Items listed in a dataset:
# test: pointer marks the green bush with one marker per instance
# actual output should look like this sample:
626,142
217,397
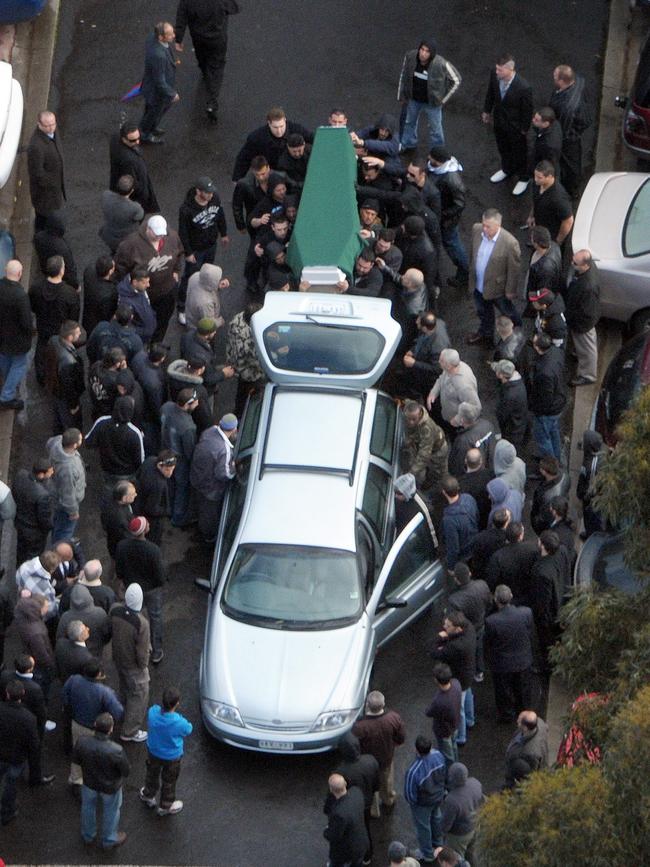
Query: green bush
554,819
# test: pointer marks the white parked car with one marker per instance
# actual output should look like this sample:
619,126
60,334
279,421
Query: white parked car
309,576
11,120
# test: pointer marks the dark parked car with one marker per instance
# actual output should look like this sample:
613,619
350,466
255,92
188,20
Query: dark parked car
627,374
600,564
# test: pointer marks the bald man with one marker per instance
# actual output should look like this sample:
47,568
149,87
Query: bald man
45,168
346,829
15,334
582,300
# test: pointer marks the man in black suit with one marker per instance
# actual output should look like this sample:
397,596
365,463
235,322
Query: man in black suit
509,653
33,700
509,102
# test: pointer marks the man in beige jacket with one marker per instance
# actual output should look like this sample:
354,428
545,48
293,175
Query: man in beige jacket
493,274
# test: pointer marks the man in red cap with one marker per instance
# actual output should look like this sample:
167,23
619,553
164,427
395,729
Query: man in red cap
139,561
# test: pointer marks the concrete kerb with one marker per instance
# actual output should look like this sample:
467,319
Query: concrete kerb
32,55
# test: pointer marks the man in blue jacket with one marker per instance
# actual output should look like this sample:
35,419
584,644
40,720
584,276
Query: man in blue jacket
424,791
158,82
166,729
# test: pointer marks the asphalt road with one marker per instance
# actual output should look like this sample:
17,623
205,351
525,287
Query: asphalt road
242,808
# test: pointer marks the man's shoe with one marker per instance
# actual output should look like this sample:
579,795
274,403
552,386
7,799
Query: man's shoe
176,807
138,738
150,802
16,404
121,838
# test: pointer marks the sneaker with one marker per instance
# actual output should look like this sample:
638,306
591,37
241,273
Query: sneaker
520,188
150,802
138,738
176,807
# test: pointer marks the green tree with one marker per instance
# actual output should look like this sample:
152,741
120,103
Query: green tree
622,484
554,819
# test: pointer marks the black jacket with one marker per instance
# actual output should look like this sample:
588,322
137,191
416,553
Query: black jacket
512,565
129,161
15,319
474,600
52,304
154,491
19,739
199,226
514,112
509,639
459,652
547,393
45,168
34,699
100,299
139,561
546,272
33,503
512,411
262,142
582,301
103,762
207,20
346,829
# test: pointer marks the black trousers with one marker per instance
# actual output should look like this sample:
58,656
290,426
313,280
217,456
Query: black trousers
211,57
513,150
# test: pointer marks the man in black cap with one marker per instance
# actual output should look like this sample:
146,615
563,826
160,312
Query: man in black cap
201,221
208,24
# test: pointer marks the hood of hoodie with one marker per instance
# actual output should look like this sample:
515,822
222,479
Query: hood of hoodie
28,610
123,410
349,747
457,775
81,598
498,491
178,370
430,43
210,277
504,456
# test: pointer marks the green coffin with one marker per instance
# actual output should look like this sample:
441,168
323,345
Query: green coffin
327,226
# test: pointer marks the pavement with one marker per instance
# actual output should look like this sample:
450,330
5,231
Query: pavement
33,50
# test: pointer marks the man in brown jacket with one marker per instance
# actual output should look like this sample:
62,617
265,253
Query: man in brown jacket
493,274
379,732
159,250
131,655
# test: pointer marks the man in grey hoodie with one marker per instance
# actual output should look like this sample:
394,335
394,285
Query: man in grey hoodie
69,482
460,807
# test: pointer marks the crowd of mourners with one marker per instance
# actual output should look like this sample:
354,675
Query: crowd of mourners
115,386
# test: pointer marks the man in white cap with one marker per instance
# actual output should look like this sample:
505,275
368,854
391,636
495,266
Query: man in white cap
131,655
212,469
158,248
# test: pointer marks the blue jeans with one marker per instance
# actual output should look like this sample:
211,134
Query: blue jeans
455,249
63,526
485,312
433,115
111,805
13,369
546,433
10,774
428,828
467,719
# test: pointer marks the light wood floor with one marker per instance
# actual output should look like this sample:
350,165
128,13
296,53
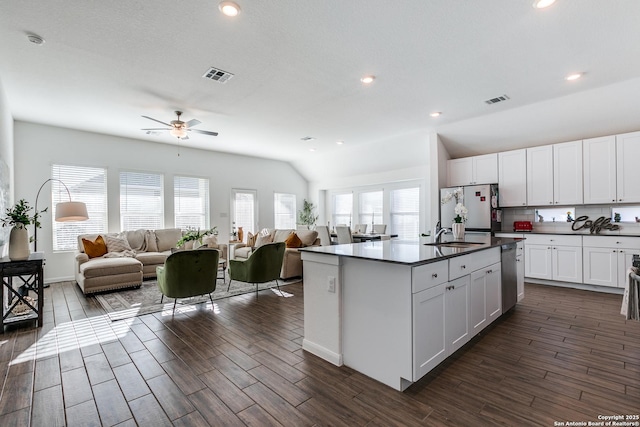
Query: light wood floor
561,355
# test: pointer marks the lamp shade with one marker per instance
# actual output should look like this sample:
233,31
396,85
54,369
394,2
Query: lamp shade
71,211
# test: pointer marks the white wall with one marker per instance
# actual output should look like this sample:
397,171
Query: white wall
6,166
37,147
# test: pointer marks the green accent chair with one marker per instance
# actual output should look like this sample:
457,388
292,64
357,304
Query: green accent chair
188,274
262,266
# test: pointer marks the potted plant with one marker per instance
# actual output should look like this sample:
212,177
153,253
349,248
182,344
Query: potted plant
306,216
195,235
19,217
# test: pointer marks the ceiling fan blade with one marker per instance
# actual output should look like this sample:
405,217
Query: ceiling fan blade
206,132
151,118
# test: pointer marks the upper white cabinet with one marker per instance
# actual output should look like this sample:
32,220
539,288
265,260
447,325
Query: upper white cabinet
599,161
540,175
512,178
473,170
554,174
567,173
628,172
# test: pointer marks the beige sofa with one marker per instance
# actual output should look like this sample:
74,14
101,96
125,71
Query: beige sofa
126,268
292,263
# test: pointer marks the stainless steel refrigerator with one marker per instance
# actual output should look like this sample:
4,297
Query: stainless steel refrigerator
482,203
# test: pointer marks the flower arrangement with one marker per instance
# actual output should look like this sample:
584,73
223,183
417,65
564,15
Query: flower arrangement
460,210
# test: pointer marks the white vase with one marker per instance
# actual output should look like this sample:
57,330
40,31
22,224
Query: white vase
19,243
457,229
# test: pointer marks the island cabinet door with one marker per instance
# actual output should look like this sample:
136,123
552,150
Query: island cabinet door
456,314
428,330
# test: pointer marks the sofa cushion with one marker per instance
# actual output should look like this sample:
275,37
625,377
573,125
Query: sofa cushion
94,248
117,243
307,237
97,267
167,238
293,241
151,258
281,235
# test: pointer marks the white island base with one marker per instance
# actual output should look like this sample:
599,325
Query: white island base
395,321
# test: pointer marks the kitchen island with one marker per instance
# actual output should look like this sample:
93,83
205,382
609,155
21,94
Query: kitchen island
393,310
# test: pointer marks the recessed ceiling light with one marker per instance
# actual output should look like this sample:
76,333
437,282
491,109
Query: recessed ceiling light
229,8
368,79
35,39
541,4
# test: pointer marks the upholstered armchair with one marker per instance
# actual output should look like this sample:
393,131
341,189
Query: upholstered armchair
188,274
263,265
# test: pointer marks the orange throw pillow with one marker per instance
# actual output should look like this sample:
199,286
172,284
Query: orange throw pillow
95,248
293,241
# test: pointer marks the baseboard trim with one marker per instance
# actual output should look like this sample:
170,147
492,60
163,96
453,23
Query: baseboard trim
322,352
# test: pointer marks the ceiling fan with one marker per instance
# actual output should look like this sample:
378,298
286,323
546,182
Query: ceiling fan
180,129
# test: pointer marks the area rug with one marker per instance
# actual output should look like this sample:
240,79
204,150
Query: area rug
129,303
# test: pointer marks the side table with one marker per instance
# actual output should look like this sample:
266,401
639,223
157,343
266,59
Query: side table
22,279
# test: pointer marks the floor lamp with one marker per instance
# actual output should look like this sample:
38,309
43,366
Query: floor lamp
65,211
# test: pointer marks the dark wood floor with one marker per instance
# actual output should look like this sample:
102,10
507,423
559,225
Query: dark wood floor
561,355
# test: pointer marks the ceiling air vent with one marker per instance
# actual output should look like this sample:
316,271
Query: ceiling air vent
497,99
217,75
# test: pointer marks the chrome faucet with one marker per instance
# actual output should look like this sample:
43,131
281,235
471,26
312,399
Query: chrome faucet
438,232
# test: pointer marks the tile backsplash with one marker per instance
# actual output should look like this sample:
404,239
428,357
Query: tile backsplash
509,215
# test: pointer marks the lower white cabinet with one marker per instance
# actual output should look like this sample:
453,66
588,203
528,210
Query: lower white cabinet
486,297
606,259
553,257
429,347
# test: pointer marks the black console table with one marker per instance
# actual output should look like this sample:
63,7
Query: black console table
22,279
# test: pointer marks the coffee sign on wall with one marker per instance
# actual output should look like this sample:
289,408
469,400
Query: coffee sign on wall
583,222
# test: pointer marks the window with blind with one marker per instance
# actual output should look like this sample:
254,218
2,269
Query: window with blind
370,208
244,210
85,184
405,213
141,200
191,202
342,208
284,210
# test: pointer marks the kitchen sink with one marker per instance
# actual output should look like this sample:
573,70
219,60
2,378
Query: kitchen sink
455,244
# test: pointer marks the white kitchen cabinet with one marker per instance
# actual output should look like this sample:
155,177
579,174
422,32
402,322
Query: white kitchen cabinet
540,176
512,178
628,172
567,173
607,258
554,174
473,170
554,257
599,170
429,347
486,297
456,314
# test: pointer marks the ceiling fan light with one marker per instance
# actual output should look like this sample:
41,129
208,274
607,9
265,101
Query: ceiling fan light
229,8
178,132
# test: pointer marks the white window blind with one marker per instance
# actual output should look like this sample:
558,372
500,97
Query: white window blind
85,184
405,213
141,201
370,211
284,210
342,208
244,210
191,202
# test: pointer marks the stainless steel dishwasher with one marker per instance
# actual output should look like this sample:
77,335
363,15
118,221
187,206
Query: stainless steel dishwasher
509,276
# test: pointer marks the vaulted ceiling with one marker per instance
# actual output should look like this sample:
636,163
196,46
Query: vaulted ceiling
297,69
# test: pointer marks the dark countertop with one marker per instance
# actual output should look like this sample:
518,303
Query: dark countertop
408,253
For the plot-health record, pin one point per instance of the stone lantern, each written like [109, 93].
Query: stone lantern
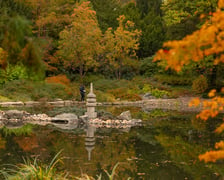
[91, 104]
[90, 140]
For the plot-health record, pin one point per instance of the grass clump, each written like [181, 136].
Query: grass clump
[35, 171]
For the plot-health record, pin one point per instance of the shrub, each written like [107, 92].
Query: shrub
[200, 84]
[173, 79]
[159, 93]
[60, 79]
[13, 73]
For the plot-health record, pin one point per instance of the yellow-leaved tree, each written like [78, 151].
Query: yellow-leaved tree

PROBLEM TO WORK ON >> Among the entries above, find every line holding "each" and copy it.

RESULT OF THE EXERCISE >>
For the plot-health record, pin one point per instance of the stone lantern, each written like [109, 93].
For the plot-health record, pin one point per instance of the grass clump, each written like [181, 136].
For the plot-health record, pin one point per instance of the shrub, each written like [107, 92].
For the plot-health record, pin one point per instance of the yellow-leaved tree, each written like [78, 151].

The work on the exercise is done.